Given request
Reproduce verbatim the lines below, beginning with the line that contains "the sun flare" and continuing through the end of the items.

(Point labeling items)
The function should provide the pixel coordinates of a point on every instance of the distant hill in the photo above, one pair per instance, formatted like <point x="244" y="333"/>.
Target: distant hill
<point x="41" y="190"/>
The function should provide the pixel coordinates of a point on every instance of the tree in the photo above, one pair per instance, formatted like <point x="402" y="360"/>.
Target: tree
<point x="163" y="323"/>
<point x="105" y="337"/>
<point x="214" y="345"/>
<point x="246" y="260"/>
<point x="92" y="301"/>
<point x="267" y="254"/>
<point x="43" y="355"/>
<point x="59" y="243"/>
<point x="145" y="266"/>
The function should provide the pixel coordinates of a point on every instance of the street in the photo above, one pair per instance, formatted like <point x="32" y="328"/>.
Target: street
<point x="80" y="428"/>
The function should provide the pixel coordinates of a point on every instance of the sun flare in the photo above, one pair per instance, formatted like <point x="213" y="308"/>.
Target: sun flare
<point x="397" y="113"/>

Task solution
The function should provide the pixel coordinates of a point on every instance of the sun flare in the photo above, one pair per instance, formatted like <point x="213" y="308"/>.
Target: sun flare
<point x="397" y="113"/>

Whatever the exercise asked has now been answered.